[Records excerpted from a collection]
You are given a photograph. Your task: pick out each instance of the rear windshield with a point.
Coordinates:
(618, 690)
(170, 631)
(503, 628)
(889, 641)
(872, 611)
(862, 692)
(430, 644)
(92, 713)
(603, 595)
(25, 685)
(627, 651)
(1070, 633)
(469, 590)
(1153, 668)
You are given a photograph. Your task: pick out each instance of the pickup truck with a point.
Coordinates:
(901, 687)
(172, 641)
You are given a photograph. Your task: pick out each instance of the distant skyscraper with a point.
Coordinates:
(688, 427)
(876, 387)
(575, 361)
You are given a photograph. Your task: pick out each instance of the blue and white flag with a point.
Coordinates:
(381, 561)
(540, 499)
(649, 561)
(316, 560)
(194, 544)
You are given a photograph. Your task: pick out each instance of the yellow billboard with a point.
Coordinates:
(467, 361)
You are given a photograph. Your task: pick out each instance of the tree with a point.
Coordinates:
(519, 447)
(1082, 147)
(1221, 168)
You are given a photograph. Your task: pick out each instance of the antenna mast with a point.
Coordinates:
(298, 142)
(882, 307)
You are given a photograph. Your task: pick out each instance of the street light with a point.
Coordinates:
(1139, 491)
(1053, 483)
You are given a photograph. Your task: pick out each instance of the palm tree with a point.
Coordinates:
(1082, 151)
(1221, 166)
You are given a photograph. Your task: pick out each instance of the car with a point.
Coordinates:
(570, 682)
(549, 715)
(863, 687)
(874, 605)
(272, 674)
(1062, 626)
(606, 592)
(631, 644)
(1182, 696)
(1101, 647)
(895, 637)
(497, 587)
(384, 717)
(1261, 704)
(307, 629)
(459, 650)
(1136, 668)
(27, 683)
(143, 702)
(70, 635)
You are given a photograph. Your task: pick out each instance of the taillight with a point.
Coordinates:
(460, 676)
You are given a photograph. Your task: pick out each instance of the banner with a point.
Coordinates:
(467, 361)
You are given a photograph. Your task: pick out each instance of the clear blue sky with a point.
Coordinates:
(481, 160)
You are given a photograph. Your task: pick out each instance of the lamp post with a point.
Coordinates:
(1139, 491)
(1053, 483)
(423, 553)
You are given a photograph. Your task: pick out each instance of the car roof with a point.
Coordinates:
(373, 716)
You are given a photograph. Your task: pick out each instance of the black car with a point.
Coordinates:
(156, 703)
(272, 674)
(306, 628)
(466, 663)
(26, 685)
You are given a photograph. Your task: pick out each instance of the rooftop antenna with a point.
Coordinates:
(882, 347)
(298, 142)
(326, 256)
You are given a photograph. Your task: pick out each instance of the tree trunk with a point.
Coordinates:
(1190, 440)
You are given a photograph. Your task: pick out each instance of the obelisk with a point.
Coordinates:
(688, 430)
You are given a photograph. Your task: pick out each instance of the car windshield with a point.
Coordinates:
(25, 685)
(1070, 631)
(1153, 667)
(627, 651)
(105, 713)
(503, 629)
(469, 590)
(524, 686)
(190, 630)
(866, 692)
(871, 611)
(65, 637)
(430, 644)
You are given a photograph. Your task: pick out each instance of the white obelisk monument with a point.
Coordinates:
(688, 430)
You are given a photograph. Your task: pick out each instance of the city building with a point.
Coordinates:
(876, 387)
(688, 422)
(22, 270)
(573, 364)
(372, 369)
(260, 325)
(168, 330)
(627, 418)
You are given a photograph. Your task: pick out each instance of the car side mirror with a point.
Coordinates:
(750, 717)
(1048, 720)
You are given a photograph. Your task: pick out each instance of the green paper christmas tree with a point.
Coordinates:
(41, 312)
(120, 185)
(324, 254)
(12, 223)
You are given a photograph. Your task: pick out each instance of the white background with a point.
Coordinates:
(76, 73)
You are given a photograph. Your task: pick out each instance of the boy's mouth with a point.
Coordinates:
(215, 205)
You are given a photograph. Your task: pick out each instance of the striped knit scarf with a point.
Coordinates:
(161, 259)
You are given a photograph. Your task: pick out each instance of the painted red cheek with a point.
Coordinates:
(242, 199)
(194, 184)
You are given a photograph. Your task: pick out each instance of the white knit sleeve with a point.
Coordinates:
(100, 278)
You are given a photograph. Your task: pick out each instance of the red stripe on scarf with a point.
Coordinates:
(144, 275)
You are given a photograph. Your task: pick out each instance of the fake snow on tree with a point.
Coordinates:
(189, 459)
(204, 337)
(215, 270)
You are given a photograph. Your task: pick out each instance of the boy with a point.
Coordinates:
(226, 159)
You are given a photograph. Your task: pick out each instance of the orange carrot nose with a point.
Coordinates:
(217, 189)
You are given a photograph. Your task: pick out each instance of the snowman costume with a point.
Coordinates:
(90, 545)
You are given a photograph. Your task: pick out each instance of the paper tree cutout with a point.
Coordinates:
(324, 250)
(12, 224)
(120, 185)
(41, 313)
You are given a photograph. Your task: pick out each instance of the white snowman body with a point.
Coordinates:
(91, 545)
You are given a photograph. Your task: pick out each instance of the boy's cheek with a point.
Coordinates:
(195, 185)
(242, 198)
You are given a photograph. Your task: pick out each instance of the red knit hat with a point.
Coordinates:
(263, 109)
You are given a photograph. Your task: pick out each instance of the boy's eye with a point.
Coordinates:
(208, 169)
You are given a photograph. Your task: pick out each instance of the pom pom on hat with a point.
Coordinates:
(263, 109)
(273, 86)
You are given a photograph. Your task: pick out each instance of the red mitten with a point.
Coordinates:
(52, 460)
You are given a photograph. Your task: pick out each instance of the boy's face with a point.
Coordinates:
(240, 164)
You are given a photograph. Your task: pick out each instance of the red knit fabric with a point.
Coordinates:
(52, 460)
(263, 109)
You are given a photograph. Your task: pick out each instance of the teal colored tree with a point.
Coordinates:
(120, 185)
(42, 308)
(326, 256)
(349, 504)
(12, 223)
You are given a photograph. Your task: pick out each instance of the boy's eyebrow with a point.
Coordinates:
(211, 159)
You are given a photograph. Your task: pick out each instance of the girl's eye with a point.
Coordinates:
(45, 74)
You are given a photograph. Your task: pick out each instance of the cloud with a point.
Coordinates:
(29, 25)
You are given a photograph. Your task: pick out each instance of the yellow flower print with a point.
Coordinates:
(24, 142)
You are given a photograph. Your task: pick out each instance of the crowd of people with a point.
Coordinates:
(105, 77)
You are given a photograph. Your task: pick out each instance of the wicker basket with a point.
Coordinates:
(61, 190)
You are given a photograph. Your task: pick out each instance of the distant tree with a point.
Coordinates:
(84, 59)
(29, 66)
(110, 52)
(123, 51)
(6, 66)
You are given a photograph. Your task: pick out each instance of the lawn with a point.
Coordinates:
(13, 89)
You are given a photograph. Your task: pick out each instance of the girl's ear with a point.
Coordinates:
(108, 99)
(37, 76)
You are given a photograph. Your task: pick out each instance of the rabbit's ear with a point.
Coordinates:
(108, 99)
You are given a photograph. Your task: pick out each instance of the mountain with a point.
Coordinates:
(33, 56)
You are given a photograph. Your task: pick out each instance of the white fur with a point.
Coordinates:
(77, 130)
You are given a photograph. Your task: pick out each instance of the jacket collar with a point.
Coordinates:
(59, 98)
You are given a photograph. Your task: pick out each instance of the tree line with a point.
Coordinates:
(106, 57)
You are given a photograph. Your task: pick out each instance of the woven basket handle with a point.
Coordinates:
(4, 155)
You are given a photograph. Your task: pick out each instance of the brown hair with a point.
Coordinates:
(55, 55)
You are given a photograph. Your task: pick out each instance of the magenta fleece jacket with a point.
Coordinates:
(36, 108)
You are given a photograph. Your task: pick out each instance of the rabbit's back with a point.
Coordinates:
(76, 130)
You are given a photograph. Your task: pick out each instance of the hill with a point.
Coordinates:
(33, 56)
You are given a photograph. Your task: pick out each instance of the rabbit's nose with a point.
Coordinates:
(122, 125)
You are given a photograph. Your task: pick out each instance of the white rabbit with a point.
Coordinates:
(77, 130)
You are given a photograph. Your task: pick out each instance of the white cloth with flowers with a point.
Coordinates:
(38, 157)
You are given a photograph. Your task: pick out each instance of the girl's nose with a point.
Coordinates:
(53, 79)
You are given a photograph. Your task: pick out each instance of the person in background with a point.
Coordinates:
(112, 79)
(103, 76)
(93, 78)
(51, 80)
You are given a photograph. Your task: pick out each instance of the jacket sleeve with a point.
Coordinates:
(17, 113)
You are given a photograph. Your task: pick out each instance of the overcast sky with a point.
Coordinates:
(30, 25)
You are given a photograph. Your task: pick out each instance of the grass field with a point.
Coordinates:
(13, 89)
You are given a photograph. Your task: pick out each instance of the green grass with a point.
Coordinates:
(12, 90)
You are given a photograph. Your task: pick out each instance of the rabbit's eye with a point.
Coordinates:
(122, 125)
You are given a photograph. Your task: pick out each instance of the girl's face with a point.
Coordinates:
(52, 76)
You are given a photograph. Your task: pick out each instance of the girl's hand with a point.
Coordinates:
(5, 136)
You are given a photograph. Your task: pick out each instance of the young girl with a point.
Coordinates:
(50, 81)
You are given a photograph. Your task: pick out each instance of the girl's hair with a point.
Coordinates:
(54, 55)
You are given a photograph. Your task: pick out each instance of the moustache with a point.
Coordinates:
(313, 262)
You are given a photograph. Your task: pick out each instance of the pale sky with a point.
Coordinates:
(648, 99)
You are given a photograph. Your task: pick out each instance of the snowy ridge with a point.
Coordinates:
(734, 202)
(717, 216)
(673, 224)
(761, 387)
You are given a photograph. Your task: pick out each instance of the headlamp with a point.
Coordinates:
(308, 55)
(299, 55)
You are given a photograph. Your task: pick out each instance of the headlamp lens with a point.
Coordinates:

What you will do
Give back the lines above exactly, from the one with "ridge with a point." through the last line.

Final answer
You are given a photograph. Your task: pick out each instance of the snowy ridge with a point.
Coordinates:
(734, 202)
(717, 216)
(673, 224)
(761, 387)
You are given a photograph. Your task: pick out each instance of the headlamp with a point.
Coordinates:
(308, 55)
(299, 55)
You are given a photograph. Your task: pick out each instance of the headlamp lens with a point.
Coordinates:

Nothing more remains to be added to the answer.